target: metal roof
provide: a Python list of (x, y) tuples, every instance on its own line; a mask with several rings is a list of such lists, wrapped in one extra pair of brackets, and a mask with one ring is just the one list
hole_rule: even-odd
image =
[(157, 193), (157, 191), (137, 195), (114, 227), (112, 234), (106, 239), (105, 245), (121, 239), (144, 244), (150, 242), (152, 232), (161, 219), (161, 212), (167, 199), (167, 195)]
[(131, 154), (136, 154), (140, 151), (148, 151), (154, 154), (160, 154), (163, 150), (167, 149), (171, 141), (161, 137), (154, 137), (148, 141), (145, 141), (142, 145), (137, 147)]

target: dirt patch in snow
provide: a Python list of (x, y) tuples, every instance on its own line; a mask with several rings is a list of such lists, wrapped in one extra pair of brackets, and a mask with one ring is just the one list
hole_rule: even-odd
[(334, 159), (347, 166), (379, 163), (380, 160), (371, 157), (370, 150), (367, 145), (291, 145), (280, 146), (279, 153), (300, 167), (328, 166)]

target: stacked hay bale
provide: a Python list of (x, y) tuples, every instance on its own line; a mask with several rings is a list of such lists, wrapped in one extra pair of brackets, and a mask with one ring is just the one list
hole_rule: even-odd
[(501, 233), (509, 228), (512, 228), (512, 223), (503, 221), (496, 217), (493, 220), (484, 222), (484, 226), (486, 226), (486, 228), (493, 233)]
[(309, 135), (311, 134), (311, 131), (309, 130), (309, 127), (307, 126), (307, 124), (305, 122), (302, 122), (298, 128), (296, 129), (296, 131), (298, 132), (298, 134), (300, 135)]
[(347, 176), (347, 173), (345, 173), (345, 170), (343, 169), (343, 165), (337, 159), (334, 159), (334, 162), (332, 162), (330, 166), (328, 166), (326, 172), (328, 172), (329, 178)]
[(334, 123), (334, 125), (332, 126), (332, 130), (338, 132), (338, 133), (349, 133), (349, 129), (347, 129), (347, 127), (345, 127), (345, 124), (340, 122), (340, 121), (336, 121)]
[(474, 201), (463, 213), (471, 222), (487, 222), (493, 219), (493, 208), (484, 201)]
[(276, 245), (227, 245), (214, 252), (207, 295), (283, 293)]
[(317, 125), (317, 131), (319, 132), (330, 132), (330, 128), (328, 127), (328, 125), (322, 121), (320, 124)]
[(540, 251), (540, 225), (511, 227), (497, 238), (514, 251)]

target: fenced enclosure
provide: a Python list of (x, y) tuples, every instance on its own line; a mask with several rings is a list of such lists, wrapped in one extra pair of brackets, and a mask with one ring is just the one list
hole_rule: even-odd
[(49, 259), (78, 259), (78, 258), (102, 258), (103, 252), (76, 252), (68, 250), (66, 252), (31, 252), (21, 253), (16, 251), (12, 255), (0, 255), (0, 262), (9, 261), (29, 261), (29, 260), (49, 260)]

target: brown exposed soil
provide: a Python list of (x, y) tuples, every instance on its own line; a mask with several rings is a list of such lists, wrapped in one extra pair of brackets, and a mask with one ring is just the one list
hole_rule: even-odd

Exercise aim -
Change "dirt patch" to "mud patch" in everything from the line containing "target: dirt patch in snow" down to the line containing "167), (328, 166)]", and give back only those lines with nothing else altered.

Final answer -
target: mud patch in snow
provide: a Python list of (x, y) tuples, every instance on its own line; a mask with several rings is a list of such lists, wrapped in one extra pair of brackets, and a mask with one ring is just the one list
hole_rule: even-odd
[(334, 159), (347, 166), (379, 163), (380, 160), (371, 157), (370, 150), (367, 145), (291, 145), (280, 146), (279, 153), (300, 167), (328, 166)]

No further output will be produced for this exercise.